## Task goal
Line by line, output everything from the one that contains "of the snow-capped" through the end of the material below, exactly as written and with no pictures.

** Opening Information supplied block **

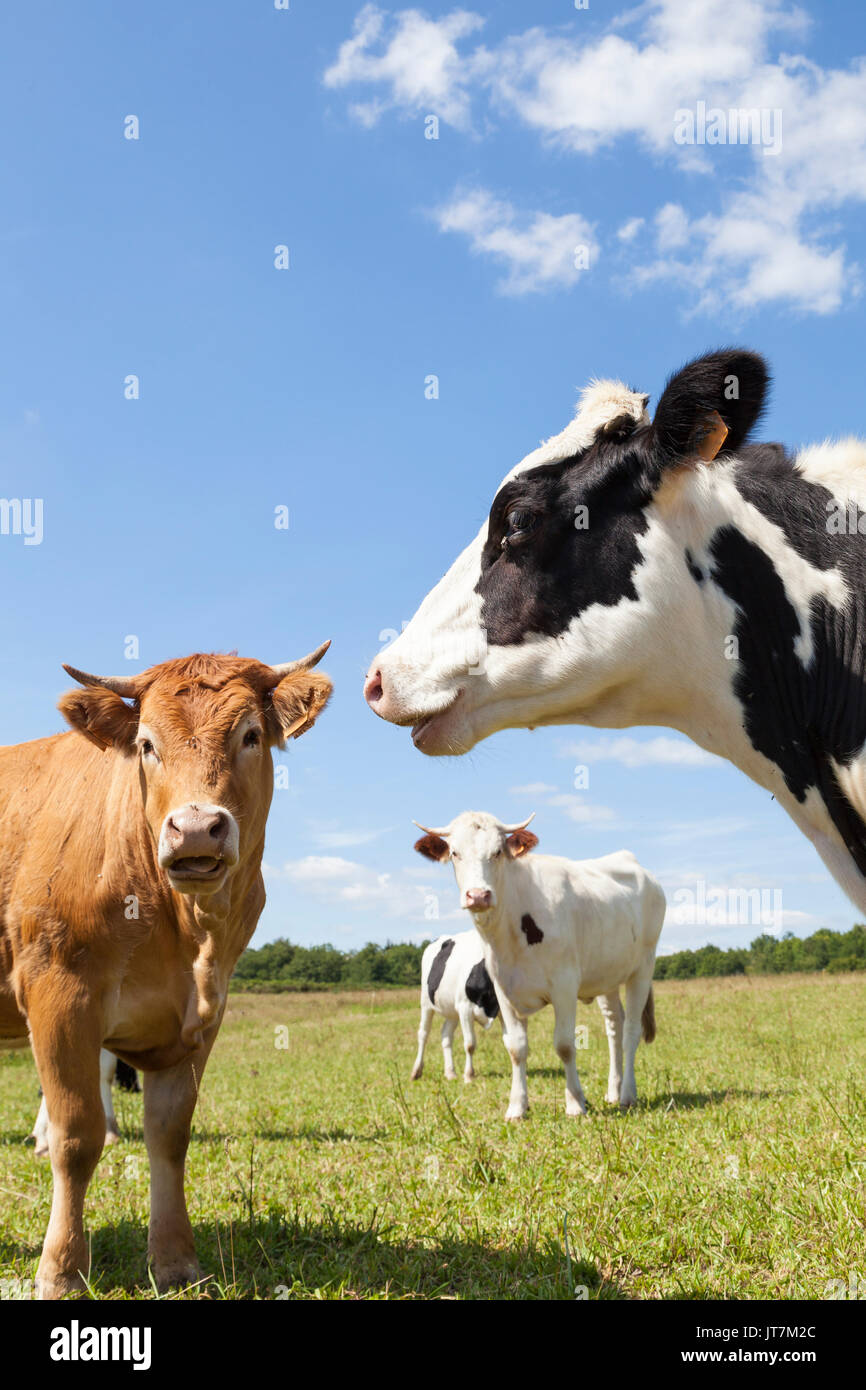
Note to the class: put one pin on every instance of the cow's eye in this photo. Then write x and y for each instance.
(519, 523)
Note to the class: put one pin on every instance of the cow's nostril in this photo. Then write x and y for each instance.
(373, 688)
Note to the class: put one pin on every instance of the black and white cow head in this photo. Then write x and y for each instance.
(560, 603)
(665, 573)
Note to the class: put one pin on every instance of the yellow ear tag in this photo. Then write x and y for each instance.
(711, 435)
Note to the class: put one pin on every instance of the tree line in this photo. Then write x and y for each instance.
(280, 965)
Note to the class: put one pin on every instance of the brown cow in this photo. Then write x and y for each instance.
(129, 884)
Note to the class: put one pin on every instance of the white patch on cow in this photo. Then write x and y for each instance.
(709, 499)
(837, 464)
(599, 405)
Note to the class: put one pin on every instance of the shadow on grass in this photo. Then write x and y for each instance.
(277, 1257)
(701, 1100)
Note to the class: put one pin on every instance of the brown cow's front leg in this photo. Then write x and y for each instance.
(67, 1055)
(170, 1100)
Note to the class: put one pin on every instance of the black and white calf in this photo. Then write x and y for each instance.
(556, 930)
(455, 983)
(665, 571)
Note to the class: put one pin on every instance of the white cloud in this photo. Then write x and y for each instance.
(769, 235)
(630, 230)
(538, 250)
(419, 64)
(581, 811)
(359, 886)
(662, 751)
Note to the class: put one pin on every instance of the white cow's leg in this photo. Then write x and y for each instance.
(41, 1130)
(517, 1045)
(107, 1066)
(565, 1009)
(469, 1040)
(612, 1012)
(448, 1037)
(637, 988)
(427, 1012)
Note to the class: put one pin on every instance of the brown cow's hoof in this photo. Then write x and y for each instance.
(49, 1287)
(173, 1273)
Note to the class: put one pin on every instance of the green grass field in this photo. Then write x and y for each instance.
(319, 1171)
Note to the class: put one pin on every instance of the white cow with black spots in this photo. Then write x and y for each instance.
(456, 986)
(555, 931)
(665, 571)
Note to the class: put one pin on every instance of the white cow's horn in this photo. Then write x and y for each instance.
(521, 824)
(428, 831)
(306, 663)
(120, 684)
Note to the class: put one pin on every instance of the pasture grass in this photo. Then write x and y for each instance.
(319, 1171)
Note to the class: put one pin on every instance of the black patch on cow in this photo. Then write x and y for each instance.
(480, 990)
(549, 570)
(541, 569)
(533, 933)
(437, 969)
(799, 717)
(694, 569)
(127, 1077)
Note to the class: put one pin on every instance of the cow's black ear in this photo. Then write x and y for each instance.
(709, 406)
(433, 847)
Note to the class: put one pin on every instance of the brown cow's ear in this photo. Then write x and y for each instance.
(433, 847)
(520, 843)
(296, 704)
(102, 716)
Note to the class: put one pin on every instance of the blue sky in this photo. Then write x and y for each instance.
(305, 388)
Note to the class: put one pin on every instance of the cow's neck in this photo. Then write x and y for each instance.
(217, 926)
(770, 642)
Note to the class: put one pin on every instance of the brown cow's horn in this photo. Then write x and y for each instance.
(120, 684)
(521, 824)
(428, 831)
(306, 663)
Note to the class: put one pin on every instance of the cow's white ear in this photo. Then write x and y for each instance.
(520, 843)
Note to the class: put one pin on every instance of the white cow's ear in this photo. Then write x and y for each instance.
(520, 843)
(433, 847)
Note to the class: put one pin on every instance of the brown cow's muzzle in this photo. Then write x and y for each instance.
(198, 847)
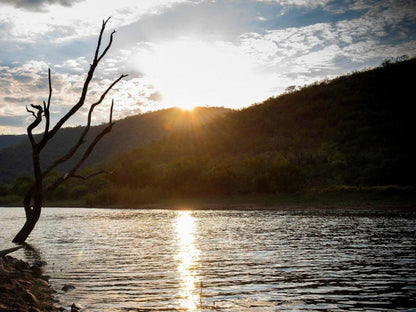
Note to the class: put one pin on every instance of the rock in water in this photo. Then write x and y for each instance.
(68, 287)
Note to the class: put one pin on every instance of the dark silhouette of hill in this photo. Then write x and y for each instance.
(9, 140)
(127, 133)
(354, 130)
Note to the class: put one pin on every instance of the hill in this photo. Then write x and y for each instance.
(355, 130)
(15, 159)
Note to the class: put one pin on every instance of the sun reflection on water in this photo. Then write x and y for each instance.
(187, 259)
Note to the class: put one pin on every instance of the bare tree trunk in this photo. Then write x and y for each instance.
(33, 200)
(31, 220)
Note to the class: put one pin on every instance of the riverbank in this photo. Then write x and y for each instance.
(336, 197)
(23, 287)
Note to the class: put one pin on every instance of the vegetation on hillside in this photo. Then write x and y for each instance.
(355, 130)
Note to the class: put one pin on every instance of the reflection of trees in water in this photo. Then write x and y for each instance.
(32, 254)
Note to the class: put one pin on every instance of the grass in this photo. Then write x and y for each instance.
(334, 196)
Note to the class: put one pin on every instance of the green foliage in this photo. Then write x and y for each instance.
(355, 130)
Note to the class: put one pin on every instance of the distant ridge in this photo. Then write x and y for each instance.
(127, 133)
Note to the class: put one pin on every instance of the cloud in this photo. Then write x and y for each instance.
(38, 5)
(24, 84)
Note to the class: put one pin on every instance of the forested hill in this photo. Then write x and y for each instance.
(356, 130)
(130, 132)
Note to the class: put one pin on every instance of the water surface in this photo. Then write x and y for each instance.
(258, 260)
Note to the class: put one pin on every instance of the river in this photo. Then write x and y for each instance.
(233, 260)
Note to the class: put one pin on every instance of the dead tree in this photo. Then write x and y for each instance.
(34, 197)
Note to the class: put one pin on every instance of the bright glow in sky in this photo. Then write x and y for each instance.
(196, 73)
(188, 52)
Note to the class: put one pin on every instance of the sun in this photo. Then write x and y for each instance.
(187, 107)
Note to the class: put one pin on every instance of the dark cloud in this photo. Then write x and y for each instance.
(13, 121)
(12, 99)
(156, 96)
(38, 5)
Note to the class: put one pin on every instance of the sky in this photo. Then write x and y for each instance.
(186, 53)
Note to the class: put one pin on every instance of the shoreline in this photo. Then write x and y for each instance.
(23, 287)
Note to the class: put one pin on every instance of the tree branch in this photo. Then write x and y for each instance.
(84, 91)
(92, 175)
(35, 123)
(81, 139)
(46, 106)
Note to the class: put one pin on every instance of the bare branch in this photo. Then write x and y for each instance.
(97, 50)
(88, 151)
(35, 123)
(111, 111)
(84, 91)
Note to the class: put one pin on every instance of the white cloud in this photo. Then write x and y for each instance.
(82, 19)
(191, 72)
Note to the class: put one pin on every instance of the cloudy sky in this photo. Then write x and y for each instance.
(187, 53)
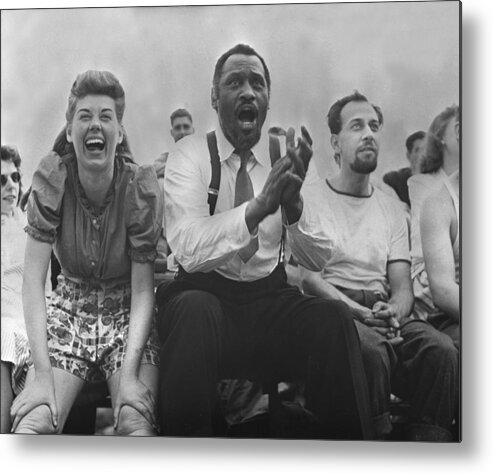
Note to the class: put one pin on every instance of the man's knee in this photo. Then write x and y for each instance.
(133, 423)
(443, 353)
(193, 309)
(375, 349)
(39, 421)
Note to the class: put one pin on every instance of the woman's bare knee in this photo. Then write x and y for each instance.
(37, 421)
(133, 423)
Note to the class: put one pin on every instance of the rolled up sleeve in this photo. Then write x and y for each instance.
(45, 200)
(313, 238)
(144, 214)
(199, 242)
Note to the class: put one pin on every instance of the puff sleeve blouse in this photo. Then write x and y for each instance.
(97, 247)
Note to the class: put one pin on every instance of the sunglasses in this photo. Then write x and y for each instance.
(15, 177)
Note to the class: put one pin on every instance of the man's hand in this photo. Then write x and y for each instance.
(269, 199)
(134, 393)
(299, 156)
(385, 321)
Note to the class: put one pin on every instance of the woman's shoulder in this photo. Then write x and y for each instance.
(142, 179)
(52, 165)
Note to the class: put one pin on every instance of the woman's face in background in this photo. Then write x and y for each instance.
(10, 190)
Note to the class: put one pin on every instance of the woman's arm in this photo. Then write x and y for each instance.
(131, 390)
(437, 216)
(41, 391)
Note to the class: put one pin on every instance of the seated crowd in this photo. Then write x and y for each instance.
(187, 285)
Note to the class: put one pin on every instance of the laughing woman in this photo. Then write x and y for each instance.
(102, 214)
(15, 347)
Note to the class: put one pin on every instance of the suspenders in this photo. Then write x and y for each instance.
(215, 172)
(213, 191)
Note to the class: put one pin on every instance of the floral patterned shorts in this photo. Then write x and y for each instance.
(88, 330)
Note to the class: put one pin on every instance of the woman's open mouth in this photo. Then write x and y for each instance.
(94, 144)
(247, 117)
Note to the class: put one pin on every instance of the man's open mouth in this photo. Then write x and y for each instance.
(94, 144)
(247, 117)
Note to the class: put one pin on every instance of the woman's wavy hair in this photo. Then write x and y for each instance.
(10, 153)
(98, 83)
(432, 159)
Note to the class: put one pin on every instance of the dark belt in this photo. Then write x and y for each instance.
(224, 288)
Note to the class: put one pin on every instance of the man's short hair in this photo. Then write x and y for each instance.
(419, 135)
(238, 49)
(180, 113)
(334, 115)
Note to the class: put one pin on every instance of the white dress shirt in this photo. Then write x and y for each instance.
(203, 243)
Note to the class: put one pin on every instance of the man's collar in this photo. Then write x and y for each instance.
(260, 150)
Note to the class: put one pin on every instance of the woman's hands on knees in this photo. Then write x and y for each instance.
(41, 391)
(133, 392)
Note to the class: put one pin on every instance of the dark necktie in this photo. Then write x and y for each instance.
(243, 193)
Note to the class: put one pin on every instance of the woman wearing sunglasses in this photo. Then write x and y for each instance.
(15, 348)
(102, 215)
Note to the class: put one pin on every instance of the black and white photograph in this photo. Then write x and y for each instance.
(233, 222)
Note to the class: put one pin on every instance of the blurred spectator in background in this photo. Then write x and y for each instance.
(397, 180)
(440, 160)
(181, 126)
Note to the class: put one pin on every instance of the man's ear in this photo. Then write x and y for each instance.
(120, 135)
(213, 98)
(334, 141)
(68, 132)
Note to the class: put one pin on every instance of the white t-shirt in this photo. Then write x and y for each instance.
(369, 233)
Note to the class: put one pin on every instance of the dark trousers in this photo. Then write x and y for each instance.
(213, 328)
(424, 370)
(429, 364)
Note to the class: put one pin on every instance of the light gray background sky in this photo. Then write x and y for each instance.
(403, 56)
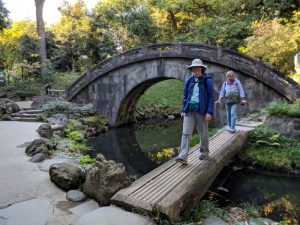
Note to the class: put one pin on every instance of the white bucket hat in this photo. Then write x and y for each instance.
(197, 63)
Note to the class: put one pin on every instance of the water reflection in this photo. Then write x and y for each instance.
(279, 197)
(141, 148)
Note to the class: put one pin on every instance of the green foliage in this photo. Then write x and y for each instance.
(3, 16)
(252, 209)
(205, 209)
(283, 108)
(95, 121)
(73, 125)
(268, 149)
(86, 159)
(72, 37)
(42, 117)
(278, 41)
(78, 147)
(195, 138)
(77, 136)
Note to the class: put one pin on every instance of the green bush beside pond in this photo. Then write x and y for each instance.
(281, 108)
(269, 149)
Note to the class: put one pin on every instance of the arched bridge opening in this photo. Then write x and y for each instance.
(115, 85)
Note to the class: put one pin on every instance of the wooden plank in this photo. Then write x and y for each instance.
(156, 172)
(188, 193)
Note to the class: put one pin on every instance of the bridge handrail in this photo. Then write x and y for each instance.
(162, 49)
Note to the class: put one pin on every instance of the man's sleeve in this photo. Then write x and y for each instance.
(211, 99)
(184, 97)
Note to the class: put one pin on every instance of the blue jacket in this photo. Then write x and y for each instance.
(206, 94)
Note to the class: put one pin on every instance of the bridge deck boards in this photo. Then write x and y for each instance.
(171, 188)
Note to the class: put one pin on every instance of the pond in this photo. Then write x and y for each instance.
(143, 147)
(279, 197)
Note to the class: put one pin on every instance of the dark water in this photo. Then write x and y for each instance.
(279, 197)
(141, 148)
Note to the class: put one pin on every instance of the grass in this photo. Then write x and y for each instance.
(166, 93)
(33, 87)
(282, 108)
(270, 150)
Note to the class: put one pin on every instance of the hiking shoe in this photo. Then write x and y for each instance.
(203, 156)
(182, 161)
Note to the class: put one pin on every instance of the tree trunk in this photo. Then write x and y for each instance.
(39, 4)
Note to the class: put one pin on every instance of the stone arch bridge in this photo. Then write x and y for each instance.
(115, 84)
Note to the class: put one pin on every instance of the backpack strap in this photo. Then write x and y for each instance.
(237, 87)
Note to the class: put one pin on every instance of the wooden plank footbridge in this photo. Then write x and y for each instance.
(173, 189)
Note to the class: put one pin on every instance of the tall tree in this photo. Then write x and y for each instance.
(39, 4)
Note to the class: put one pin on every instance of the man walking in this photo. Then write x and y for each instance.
(197, 108)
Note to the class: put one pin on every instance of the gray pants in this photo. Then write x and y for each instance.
(189, 121)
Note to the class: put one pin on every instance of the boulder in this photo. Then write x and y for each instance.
(85, 110)
(104, 179)
(213, 220)
(288, 126)
(45, 131)
(66, 176)
(37, 158)
(58, 121)
(7, 106)
(12, 107)
(76, 196)
(41, 145)
(39, 101)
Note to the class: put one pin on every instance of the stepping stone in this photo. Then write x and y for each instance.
(31, 212)
(76, 196)
(112, 215)
(37, 158)
(84, 208)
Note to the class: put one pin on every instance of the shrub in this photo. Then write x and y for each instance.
(76, 136)
(78, 147)
(269, 149)
(42, 117)
(86, 159)
(283, 108)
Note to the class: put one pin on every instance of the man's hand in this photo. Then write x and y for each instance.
(208, 117)
(243, 102)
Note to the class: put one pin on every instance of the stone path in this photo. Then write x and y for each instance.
(27, 196)
(25, 190)
(24, 104)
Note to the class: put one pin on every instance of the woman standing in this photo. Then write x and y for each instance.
(233, 94)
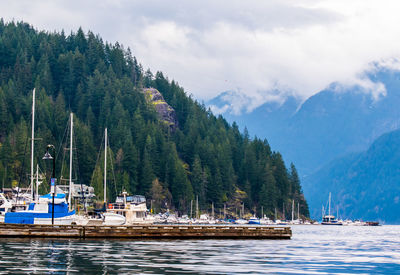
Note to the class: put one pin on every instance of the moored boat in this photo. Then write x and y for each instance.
(41, 212)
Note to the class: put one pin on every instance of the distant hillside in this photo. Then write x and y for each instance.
(164, 144)
(330, 124)
(364, 185)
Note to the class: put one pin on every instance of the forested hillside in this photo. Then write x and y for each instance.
(103, 84)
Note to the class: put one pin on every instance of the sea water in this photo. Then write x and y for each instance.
(313, 249)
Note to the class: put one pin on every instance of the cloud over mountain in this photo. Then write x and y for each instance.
(253, 46)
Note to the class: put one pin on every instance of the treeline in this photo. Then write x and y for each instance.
(101, 83)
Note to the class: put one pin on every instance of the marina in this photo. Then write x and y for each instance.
(145, 231)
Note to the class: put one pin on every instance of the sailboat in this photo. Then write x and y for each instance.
(103, 216)
(330, 219)
(44, 209)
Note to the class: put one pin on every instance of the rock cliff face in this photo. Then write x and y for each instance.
(165, 112)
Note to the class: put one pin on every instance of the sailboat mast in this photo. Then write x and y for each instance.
(32, 139)
(298, 211)
(329, 211)
(105, 166)
(37, 183)
(70, 163)
(292, 210)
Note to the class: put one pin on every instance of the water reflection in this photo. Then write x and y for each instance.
(312, 250)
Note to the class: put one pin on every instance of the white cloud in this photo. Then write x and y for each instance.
(253, 46)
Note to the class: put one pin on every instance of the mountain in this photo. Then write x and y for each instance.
(363, 185)
(164, 144)
(332, 123)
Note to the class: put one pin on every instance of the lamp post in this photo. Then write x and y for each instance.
(53, 178)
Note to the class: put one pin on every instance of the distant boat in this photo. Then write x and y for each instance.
(241, 221)
(133, 209)
(330, 219)
(254, 220)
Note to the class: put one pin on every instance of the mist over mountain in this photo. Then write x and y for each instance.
(363, 185)
(332, 123)
(329, 131)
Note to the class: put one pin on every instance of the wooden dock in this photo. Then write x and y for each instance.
(146, 231)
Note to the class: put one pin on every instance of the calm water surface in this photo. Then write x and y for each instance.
(312, 250)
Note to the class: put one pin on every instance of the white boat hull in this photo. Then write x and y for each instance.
(67, 220)
(113, 219)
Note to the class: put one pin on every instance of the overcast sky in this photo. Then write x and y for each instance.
(251, 46)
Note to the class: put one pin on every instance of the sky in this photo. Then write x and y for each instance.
(262, 49)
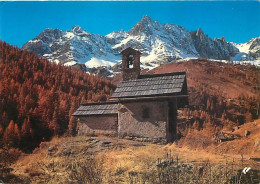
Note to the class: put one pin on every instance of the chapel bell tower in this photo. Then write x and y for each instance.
(130, 64)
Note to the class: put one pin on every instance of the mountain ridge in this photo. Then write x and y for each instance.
(158, 44)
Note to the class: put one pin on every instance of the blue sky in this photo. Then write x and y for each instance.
(237, 21)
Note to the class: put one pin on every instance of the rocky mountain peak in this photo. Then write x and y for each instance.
(146, 26)
(158, 44)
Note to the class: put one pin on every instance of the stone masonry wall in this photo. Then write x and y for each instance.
(144, 121)
(96, 125)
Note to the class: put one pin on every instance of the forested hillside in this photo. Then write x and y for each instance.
(37, 97)
(222, 97)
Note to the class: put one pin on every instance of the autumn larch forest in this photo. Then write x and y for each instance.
(37, 97)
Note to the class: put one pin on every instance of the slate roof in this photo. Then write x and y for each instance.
(96, 109)
(153, 85)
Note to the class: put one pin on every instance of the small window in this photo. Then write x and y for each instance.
(146, 113)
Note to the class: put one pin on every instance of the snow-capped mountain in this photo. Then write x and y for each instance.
(212, 49)
(158, 44)
(249, 50)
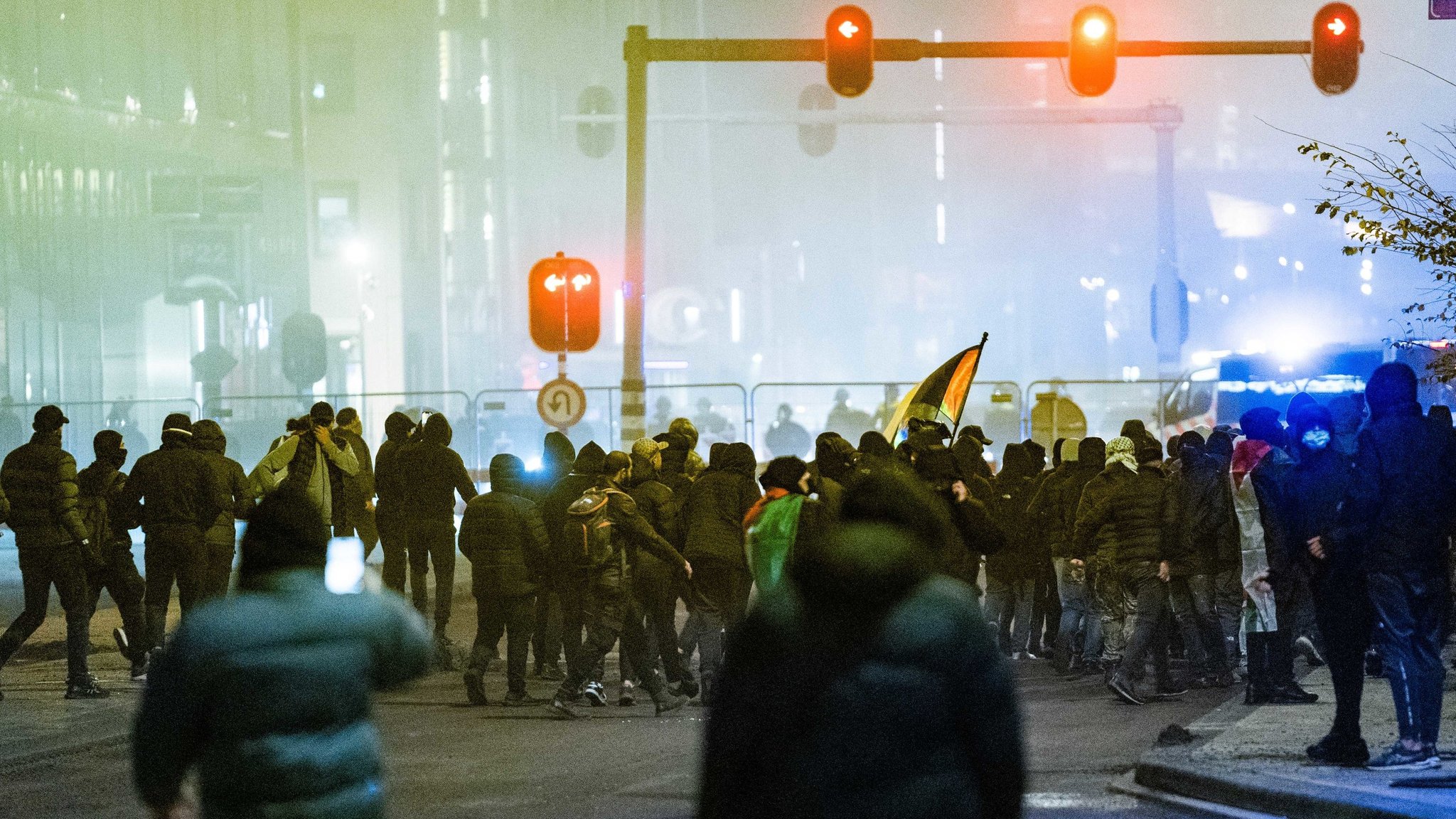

** Closing Information supplied block **

## Result for this task
Note to the class: put one pin on every instance of the snow-capped mountain in this photo. Then write x and y for each instance.
(212, 49)
(158, 44)
(249, 50)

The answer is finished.